Please offset each bounding-box coordinate by adding 36, and write out everything from the first row through the line containing "174, 134, 192, 178", both included, keeping the rows' wording unchanged. Cover only those lines.

[Records for this task]
· · · · ·

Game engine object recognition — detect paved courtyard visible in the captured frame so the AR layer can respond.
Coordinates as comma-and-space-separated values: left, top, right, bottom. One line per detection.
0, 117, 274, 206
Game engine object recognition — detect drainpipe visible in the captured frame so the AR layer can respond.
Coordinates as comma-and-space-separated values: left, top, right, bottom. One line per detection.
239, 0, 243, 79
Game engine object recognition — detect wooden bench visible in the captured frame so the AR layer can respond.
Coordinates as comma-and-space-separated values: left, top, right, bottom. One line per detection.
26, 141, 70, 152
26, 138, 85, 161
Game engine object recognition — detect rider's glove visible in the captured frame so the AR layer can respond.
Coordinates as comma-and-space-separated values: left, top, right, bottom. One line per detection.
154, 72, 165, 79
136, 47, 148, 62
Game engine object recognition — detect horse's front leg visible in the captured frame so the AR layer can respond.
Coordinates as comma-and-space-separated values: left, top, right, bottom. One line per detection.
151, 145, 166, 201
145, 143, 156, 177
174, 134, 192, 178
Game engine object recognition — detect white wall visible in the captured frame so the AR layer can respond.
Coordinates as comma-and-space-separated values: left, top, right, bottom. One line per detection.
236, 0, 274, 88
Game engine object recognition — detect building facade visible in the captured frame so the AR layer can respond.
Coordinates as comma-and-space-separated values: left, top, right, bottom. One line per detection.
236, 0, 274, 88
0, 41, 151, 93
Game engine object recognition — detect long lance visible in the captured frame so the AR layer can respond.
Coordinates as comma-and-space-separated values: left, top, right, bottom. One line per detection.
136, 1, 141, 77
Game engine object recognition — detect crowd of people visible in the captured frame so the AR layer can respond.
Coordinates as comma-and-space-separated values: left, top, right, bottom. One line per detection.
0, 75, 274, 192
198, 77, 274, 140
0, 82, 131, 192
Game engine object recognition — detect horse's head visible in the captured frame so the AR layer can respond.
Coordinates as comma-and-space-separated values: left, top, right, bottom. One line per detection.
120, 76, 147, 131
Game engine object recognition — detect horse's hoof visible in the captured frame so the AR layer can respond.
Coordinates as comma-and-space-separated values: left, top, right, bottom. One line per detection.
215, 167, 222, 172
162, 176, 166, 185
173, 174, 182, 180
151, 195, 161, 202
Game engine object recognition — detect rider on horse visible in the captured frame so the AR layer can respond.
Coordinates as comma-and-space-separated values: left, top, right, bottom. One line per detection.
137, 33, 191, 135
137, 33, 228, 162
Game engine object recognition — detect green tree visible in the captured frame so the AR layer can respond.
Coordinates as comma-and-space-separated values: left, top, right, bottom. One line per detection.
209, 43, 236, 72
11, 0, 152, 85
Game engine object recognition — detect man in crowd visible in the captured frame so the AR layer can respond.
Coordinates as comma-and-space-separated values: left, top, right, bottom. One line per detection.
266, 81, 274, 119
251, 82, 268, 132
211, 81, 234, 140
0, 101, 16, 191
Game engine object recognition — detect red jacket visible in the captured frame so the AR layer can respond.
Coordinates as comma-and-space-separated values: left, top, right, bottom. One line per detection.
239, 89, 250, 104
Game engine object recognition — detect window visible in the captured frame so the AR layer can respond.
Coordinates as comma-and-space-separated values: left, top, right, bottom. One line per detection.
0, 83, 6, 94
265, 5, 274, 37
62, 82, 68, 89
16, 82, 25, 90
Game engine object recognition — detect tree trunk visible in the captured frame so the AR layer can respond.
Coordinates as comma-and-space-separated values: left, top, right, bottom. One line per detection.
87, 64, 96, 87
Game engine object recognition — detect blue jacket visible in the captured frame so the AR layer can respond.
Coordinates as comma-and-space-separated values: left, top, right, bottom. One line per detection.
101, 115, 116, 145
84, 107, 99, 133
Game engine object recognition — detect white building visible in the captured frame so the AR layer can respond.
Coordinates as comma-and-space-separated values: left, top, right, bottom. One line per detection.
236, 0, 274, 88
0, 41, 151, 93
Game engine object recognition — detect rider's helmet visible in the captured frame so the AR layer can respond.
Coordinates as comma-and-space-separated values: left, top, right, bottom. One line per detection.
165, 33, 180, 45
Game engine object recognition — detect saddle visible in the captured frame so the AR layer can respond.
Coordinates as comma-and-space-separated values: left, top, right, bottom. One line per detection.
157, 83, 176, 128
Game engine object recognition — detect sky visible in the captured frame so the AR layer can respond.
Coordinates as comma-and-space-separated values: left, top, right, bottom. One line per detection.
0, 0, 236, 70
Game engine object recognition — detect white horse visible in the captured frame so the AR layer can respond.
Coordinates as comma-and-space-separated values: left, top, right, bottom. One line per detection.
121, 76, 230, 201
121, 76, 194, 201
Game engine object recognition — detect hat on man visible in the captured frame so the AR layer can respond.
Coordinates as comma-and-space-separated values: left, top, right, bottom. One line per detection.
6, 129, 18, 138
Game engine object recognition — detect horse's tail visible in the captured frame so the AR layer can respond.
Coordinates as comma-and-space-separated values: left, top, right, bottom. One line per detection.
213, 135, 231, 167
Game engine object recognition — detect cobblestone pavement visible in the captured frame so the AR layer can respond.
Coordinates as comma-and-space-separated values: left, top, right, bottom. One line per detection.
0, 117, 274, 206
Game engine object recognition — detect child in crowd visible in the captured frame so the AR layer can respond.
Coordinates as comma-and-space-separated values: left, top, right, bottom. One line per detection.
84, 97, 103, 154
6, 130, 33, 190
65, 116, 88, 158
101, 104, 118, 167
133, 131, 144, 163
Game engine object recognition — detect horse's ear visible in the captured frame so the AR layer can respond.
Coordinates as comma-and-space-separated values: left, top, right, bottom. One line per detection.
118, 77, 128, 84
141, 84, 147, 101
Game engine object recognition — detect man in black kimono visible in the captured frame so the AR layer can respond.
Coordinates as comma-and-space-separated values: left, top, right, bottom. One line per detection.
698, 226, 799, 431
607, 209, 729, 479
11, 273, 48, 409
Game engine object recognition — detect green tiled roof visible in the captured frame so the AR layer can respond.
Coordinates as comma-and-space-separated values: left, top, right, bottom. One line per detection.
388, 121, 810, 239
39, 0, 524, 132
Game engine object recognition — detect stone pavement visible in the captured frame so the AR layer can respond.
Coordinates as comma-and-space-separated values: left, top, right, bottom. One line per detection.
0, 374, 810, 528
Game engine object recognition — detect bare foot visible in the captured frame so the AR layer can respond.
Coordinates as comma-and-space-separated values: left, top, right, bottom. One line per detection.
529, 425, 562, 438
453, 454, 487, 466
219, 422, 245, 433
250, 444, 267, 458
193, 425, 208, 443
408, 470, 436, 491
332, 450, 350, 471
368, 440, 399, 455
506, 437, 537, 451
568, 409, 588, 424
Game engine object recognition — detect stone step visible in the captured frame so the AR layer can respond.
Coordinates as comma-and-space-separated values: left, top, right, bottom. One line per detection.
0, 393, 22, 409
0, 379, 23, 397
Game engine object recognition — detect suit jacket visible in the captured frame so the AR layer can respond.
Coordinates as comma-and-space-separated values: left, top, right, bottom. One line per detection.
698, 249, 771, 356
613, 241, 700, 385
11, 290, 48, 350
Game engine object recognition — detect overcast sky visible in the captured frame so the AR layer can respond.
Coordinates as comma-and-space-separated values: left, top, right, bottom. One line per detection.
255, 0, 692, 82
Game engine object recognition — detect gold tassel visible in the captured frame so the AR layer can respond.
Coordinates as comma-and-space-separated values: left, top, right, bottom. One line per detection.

· · · · ·

[The completed task]
Game engine object recognition — detect paved courtyard visible in the captured frame so the AR layer can respond.
Coordinates as comma-and-space-separated values: left, top, right, bottom. One line per detection.
36, 153, 310, 242
Game engine object recognition — detect drainpipe visible in the captured frame so the AR layer can respond.
Coordinates as comma-and-space-separated values: left, top, right, bottom. One line per detection.
275, 36, 279, 115
Game engine object recognition — detect wooden bench visible in the captured frame so the AR layer can respond.
Coordinates as comma-and-space-separated values: left, top, right, bottom. One line per detection.
62, 177, 106, 188
62, 174, 121, 197
Game engine object recognition — detect rider's glove visible in the captured frame so the AR layer can respond.
Coordinates as comma-and-space-separated values: left, top, right, bottom. One line per detection.
190, 108, 201, 115
172, 83, 184, 98
Game engine object recognition — detect horse's front leg visible in the captured frame so the AR layer can respond.
Coordinates as comma-and-space-separated values: left, top, right, bottom. One line per detection.
187, 181, 202, 237
181, 179, 192, 213
210, 170, 228, 214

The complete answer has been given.